Document excerpt =>
The paper of Joel Nagloo, Model Theory and Differential Equations, just published in the Notices of the AMS, is a beautiful portrait of an area of research that encompasses the end of the 19th century, the full 20th century, up to today. It conflates two totally distinct line of thought. The first line is the theory of differential equations, such as the ones that appear in trigonometry (the sine and cosine functions are solutions of the differential equation $y''+y=0$) or in elaborations of trigonometry (Schwarzian or Painlevé equations).
The Painlevé equations, named after the mathematician and statesman Paul Painlevé (1863–1933) — he has been minister of war and prime minister during the French 3rd Republic — are a series of 6 differential equations of the second order, of the form $y''=R(t,y,y')$, where $R$ is a rational function. They are characterized by the Painlevé property that all “movable singularities” of their solutions— those which depend on the initial conditions and are not imposed by the form of the equation— are poles. Painlevé classified these equations: up to computation errors later corrected by Gambier and Fuchs, this gives the following irreducible list of 6 equations, in which the variable is $t$, the unknown is $y$, and the Greek letters $\alpha, \beta,\gamma,\delta$ representing parameters:
- $y''=6y^2+t$
- $y''=2y^3+ty+\alpha$
- $tyy''=t(y')^2-yy'+\delta t+\beta y+\alpha y^2+\gamma ty^4$
- $y y''=\frac12 (y')^2+\beta+2(t^2-\alpha)y^2+4ty^3+\frac32 y^3$
- $y''=(\dfrac1{2y}+\dfrac1{y-1})(y')^2-\dfrac1t y'+\dfrac{(y-1)^2}{t^2} (\alpha y+\beta \dfrac1y)+\gamma\dfrac yt+\delta \dfrac{y(y+1)}{y-1}$
- $y''=\frac12(\dfrac1y+\dfrac1{y-1}+\dfrac1{y-t})(y')^2-(\dfrac1t+\dfrac1{t-1}+\dfrac1{y-t})y'+\dfrac{y(y-1)(y-t)}{t^2(t-1)^2}(\alpha+\beta \frac t{y^2}+\gamma \dfrac{t-1}{(y-1)^2}+\delta\dfrac{t(t-1)}{(y-t)^2}$
By irreducible list, it is meant that all equations satisfying the Painlevé property are reducible to either previously known equations (involving elliptic functions or the Ricatti equations), and that those equations are not. Therefore, the solutions of these equations were classically called “transcendental” because they were generally (meaning except for some particular choices of parameters) not rational functions, nor could be derived by algebraic equations. The basic questions that people want to understand here is how much these functions are transcendental.

Stated exercise a => Count the lines in the records that contain the string "this", treating uppercase and lowercase as different, and reply with that number alone.

Recorded information =>
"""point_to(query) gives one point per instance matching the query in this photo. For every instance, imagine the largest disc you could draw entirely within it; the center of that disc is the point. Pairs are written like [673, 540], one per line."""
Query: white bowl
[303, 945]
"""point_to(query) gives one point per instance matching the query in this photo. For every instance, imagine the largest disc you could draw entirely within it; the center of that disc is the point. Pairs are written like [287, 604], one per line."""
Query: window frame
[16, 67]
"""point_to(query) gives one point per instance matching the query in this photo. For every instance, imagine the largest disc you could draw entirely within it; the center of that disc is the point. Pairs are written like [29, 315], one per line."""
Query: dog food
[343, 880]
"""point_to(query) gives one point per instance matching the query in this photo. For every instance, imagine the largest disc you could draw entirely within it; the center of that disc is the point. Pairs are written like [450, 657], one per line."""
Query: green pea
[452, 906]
...
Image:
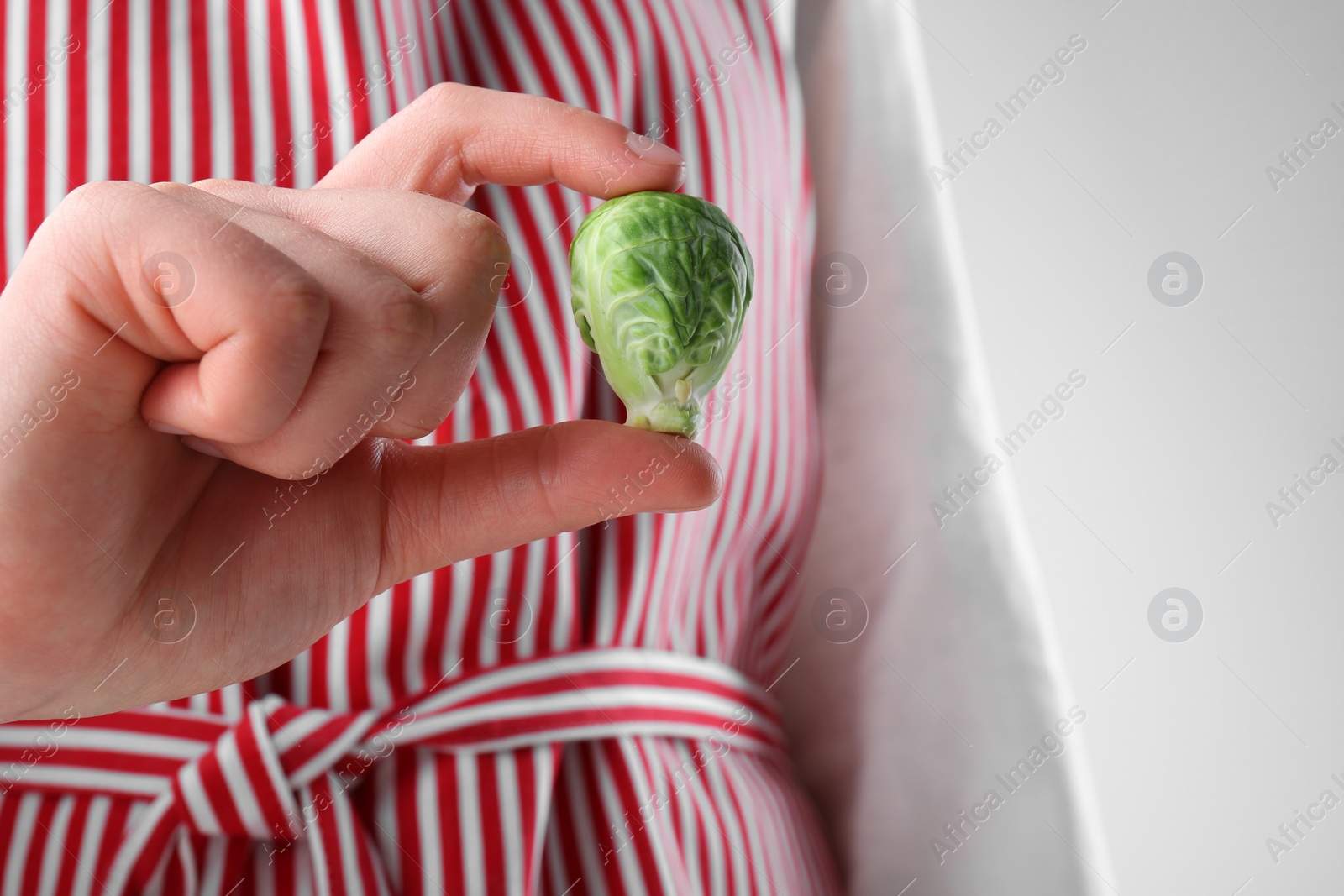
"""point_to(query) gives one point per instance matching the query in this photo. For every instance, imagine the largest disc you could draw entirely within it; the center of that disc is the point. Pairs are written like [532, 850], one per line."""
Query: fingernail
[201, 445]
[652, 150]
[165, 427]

Stated exercise b => In the text on Painlevé equations, who later corrected the computation errors in Painlevé's classification?

Written reply a => 5

Written reply b => Gambier and Fuchs